─── Supplied data ───

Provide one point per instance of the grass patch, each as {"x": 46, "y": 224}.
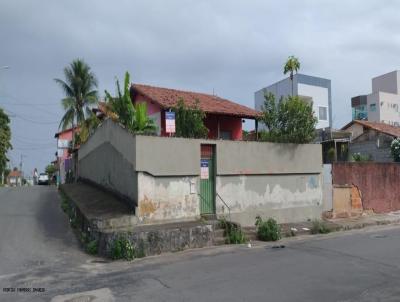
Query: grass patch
{"x": 122, "y": 248}
{"x": 232, "y": 232}
{"x": 268, "y": 230}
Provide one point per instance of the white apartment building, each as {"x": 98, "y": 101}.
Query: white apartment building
{"x": 315, "y": 90}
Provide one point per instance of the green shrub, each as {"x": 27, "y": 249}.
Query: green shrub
{"x": 122, "y": 248}
{"x": 319, "y": 227}
{"x": 92, "y": 247}
{"x": 268, "y": 230}
{"x": 331, "y": 154}
{"x": 233, "y": 233}
{"x": 360, "y": 157}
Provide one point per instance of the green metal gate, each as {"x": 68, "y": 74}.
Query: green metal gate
{"x": 207, "y": 179}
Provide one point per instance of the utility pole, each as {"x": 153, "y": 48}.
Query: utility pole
{"x": 2, "y": 172}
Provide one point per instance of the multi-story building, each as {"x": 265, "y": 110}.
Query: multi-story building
{"x": 314, "y": 90}
{"x": 382, "y": 105}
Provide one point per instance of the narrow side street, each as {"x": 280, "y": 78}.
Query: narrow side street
{"x": 34, "y": 232}
{"x": 38, "y": 250}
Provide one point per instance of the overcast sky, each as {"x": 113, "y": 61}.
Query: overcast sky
{"x": 233, "y": 47}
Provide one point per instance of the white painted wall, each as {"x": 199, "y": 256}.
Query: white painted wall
{"x": 320, "y": 98}
{"x": 389, "y": 82}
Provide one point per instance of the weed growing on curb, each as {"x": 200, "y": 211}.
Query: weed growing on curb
{"x": 233, "y": 232}
{"x": 122, "y": 248}
{"x": 268, "y": 230}
{"x": 319, "y": 227}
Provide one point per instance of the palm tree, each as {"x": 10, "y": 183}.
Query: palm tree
{"x": 143, "y": 124}
{"x": 80, "y": 90}
{"x": 292, "y": 65}
{"x": 133, "y": 117}
{"x": 120, "y": 108}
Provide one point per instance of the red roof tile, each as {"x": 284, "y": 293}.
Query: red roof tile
{"x": 168, "y": 98}
{"x": 380, "y": 127}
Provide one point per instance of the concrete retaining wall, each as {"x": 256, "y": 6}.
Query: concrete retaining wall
{"x": 376, "y": 182}
{"x": 161, "y": 175}
{"x": 286, "y": 197}
{"x": 108, "y": 160}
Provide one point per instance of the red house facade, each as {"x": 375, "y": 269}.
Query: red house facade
{"x": 223, "y": 117}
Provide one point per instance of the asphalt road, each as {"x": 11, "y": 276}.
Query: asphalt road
{"x": 37, "y": 250}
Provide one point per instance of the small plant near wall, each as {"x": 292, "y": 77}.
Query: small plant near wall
{"x": 267, "y": 230}
{"x": 92, "y": 247}
{"x": 122, "y": 248}
{"x": 331, "y": 154}
{"x": 233, "y": 232}
{"x": 190, "y": 121}
{"x": 395, "y": 149}
{"x": 319, "y": 227}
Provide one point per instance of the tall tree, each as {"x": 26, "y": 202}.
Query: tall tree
{"x": 121, "y": 108}
{"x": 190, "y": 121}
{"x": 290, "y": 121}
{"x": 79, "y": 87}
{"x": 292, "y": 65}
{"x": 5, "y": 141}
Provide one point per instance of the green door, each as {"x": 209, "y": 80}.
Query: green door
{"x": 207, "y": 180}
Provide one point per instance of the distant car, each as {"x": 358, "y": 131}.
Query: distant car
{"x": 43, "y": 179}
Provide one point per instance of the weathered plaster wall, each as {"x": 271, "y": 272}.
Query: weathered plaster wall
{"x": 327, "y": 188}
{"x": 251, "y": 158}
{"x": 287, "y": 198}
{"x": 167, "y": 198}
{"x": 108, "y": 168}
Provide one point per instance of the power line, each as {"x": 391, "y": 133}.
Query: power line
{"x": 30, "y": 120}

───

Set down, exactly as they appear above, all lines from the one that has "Query: utility pole" down to the one that has "Provide one point per instance of the overcast", including those two and no others.

Query: utility pole
{"x": 2, "y": 172}
Provide one point per instance of the multi-story building, each as {"x": 265, "y": 110}.
Query: multi-story building
{"x": 314, "y": 90}
{"x": 382, "y": 105}
Provide one point per instance of the narrow side street, each as {"x": 280, "y": 78}.
Query: narrow side street
{"x": 34, "y": 232}
{"x": 38, "y": 250}
Provide one point per instance of the overcast sky, each as {"x": 113, "y": 61}.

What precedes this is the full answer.